▶ TEXT TO READ:
September 27, 2021

Graphical Methods for Statistical Analysis (Part II)

In Graphical Methods, I described a problem I was having with an implementation. Basically, I was having difficulty in finding what felt like the right abstraction for a collection of methods that looked like this:

@gm.command()
@click.argument('column')
@click.pass_context
def box_plot(ctx, column):

    fig, ax = plt.subplots(1, 1, figsize = FIGURE_SIZE, tight_layout = True)

    ax.set_title('Box Plot')
    ax.set_xlabel(column)
    ax.set_ylabel('Data Set')

    ax.boxplot(ctx.obj['data frame'][column], vert=False)

    doWritePngFile(ctx.obj['output file'] + '_' + 'box_plot', doSaveFigure(fig))

I ended up with the following:

@gm.command()
@click.argument('column')
@click.argument('output', type=click.File('wb'))
@click.option('--format', type=click.Choice([ 'png', ], case_sensitive = False), default = 'png')
@click.pass_context
def box_plot(ctx, column, output, format):
    """Create a box plot from a COLUMN of data in the CSV-FILE.

    COLUMN is the name of a single column in the CSV-FILE. This column
    is used in the univariate plot.

    OUTPUT is the name of the output file.

    FORMAT is the type of output format.
    """

    plot = BoxPlot(figsize = FIGURE_SIZE, tight_layout = True)
    plot.plot(ctx.obj['data frame'], column)
    plot.save(output, format)

This still follows the setup, plot and write the data pattern that I liked from the last post but introduces BoxPlot to manage the box plot lifecycle. The BoxPlot class looks like this:

import matplotlib.pyplot as plt

class BoxPlot(object):
    def __init__(self, **kwargs):
        """Construct the box plot object."""
        self._figure, self._axis = plt.subplots(**kwargs)

▶ DATA SHOWN:
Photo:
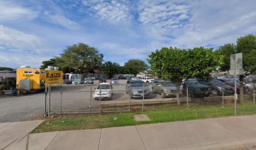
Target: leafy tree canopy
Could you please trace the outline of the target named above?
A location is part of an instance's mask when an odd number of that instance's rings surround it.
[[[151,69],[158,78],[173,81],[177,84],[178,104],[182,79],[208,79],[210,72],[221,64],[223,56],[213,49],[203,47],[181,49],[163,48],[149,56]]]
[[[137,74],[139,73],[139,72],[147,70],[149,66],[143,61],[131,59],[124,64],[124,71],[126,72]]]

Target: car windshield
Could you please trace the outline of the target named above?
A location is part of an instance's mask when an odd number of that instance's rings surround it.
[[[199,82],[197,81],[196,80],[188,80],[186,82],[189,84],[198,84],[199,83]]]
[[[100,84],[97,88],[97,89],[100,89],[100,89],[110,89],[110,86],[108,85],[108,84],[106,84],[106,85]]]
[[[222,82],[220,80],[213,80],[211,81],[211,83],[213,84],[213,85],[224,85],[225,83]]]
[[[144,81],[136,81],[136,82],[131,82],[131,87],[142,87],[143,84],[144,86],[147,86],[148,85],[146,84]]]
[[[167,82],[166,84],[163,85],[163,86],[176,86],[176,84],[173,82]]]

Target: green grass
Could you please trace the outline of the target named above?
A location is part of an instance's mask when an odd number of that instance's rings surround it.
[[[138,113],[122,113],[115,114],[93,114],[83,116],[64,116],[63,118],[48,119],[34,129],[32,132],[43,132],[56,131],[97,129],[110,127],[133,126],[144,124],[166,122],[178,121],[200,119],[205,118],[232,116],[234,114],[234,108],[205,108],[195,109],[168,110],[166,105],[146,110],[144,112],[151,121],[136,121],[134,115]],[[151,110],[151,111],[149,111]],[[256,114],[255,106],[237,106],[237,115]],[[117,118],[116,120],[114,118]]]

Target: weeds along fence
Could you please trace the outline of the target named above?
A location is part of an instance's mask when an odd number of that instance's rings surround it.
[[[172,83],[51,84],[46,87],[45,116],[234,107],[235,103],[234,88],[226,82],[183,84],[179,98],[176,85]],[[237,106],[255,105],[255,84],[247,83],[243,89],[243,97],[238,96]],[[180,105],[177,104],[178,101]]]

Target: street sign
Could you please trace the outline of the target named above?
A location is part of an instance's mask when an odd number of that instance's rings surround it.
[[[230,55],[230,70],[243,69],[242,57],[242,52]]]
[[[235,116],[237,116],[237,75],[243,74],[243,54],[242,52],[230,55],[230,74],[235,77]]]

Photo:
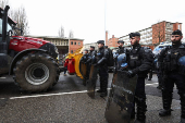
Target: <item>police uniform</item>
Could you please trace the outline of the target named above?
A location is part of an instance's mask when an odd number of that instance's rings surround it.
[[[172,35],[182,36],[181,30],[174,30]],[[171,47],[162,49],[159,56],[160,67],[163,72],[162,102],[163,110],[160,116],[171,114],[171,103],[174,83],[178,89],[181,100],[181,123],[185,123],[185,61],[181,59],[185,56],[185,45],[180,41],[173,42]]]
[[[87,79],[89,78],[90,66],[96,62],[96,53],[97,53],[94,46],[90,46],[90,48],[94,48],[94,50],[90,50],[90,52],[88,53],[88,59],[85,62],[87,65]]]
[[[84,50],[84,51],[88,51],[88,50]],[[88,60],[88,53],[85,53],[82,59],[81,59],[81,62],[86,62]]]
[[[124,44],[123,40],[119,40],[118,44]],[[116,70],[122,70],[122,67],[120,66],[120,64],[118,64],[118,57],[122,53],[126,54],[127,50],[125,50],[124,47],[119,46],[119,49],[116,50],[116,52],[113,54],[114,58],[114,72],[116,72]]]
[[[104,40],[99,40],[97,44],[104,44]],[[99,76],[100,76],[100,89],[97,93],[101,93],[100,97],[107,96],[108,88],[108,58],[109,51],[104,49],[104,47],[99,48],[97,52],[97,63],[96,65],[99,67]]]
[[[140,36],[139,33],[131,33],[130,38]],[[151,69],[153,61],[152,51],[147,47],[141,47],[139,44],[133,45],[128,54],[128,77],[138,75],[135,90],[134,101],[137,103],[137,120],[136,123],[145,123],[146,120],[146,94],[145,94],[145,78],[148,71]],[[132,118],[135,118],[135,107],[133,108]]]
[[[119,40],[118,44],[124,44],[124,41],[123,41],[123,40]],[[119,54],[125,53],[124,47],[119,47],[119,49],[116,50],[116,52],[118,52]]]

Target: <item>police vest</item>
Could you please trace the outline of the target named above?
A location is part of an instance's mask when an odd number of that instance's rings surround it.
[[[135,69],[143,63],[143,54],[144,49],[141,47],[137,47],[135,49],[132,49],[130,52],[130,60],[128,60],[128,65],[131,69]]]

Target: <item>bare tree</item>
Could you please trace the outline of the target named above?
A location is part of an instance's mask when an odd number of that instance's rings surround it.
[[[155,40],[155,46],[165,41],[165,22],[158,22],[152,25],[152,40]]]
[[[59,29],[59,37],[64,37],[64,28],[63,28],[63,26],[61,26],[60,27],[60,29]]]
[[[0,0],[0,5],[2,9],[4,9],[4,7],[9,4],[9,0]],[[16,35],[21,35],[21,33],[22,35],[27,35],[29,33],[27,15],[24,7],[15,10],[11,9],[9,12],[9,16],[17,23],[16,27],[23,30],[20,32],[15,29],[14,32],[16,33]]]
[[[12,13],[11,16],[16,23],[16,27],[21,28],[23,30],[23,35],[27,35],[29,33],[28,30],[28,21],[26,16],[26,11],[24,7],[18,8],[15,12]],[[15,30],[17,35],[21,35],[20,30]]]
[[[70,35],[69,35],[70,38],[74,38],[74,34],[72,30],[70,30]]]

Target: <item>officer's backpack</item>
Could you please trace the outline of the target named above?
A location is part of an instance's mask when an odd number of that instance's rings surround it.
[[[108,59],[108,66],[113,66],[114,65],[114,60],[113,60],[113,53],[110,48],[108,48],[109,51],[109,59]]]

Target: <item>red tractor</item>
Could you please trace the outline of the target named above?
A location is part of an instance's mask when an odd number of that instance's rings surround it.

--

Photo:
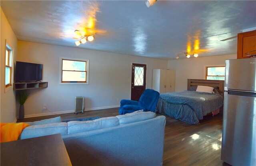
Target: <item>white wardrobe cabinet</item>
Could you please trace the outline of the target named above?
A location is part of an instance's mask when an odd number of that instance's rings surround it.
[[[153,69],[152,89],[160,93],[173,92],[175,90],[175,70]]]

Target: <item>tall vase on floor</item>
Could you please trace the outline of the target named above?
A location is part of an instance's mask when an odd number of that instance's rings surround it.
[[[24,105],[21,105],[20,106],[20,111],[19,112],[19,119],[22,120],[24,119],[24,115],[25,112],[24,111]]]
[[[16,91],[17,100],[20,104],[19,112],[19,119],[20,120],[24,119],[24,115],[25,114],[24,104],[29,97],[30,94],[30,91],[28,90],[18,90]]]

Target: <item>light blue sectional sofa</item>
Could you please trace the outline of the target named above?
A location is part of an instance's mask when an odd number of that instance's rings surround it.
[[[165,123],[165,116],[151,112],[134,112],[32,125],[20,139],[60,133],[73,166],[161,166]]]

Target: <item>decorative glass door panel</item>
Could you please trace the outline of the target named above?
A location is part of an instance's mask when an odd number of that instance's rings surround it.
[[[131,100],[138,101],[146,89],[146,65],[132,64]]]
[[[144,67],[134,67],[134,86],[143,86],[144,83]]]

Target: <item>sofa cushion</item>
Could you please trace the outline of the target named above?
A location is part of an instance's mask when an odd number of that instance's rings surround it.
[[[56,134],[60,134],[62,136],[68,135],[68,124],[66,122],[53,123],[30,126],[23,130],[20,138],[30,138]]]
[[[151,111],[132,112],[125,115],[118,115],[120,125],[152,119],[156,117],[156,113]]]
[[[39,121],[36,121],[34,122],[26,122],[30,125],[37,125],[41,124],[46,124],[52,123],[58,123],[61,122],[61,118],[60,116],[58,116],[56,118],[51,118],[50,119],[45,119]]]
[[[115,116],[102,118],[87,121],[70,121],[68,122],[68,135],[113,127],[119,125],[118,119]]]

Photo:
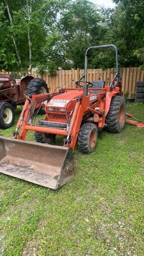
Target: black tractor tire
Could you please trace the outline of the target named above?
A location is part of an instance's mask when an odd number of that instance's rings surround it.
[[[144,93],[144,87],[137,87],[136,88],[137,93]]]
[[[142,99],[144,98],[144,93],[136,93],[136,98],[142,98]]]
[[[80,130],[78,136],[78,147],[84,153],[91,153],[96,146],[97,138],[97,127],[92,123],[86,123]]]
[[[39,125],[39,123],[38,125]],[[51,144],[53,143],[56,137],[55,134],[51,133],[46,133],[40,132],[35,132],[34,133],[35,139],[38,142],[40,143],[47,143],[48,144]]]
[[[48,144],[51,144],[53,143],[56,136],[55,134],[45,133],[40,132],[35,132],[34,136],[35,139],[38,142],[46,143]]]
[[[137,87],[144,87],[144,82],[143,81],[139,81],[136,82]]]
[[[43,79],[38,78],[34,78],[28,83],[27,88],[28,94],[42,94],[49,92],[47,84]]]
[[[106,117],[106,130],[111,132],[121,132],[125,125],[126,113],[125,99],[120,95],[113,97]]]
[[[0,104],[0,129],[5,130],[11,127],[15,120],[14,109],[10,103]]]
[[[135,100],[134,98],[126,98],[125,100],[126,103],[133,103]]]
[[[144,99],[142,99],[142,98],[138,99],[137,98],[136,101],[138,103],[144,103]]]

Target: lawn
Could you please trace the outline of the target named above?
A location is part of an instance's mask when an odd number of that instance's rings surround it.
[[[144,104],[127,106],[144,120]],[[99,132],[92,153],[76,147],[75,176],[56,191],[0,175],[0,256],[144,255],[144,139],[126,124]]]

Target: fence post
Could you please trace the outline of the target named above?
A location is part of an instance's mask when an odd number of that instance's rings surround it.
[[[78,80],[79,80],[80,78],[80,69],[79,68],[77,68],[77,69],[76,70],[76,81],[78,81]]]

--

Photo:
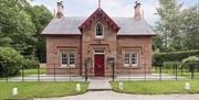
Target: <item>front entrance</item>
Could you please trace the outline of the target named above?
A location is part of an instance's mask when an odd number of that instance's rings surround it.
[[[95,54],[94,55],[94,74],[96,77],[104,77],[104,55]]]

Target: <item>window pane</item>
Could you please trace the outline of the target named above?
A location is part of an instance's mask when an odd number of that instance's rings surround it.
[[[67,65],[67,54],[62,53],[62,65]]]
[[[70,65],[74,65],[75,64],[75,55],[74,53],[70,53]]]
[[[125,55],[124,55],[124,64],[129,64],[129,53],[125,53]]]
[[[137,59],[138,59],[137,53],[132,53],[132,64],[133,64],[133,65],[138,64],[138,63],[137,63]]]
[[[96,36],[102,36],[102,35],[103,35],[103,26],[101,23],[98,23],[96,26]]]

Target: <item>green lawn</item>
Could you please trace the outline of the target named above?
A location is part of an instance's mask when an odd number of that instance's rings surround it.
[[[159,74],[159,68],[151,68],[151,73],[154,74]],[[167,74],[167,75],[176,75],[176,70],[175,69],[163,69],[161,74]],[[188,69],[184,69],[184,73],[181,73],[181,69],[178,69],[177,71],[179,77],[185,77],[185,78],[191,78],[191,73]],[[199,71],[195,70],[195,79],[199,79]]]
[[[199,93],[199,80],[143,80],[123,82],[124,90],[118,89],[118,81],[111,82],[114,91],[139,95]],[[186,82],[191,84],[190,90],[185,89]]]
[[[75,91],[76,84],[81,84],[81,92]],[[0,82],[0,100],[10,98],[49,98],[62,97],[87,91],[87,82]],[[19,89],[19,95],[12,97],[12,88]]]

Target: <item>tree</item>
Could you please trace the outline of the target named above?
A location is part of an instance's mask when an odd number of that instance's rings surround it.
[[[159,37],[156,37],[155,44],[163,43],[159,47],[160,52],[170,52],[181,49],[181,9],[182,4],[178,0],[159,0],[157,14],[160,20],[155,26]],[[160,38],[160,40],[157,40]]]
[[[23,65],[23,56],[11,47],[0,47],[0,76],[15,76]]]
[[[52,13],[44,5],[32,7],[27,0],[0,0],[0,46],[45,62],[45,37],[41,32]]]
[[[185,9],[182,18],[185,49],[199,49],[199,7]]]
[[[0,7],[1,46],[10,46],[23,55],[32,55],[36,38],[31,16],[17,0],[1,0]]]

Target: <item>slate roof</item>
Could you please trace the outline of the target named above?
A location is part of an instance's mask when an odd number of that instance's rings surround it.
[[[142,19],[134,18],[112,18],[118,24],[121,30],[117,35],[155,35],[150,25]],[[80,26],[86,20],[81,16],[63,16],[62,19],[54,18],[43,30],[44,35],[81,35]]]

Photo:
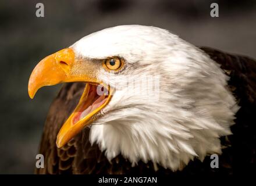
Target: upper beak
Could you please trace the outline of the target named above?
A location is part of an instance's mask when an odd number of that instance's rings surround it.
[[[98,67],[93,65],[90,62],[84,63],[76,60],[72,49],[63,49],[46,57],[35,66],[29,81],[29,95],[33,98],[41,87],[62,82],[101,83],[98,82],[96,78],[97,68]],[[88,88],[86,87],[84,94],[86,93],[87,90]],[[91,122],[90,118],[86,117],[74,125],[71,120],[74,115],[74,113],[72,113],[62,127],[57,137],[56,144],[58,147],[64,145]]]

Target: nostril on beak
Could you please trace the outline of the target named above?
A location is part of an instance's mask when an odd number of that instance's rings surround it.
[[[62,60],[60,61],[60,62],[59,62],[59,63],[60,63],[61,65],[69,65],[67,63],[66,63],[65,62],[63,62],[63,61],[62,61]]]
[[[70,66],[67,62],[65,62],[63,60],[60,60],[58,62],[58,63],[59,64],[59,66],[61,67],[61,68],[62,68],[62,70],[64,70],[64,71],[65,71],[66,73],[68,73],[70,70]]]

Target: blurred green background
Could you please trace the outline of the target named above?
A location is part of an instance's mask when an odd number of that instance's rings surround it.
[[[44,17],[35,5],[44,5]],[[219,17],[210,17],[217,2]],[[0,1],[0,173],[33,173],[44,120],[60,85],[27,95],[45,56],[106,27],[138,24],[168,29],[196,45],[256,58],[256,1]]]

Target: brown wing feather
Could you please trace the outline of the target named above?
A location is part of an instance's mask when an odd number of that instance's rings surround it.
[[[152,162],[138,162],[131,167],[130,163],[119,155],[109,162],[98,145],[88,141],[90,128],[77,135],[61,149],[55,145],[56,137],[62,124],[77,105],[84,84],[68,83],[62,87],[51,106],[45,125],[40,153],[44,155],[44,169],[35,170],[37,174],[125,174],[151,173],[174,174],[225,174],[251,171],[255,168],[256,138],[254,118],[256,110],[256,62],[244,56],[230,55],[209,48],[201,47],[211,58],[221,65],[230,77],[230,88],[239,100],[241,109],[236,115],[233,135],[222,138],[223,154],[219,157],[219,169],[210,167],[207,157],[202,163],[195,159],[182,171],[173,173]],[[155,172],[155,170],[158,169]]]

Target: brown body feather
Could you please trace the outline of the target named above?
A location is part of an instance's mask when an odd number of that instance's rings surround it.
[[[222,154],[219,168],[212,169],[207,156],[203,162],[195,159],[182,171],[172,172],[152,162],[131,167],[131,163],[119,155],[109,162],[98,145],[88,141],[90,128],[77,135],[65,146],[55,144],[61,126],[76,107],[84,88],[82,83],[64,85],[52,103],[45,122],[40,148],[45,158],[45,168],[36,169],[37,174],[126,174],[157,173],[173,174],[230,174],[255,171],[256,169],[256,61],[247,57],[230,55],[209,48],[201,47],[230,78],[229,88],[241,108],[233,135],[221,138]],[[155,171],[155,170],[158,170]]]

▶ WHAT YOU SHOULD DO: In the post on graphical statistical methods, which class does the revised box_plot command use to manage the box plot lifecycle?

▶ CORRECT RESPONSE: BoxPlot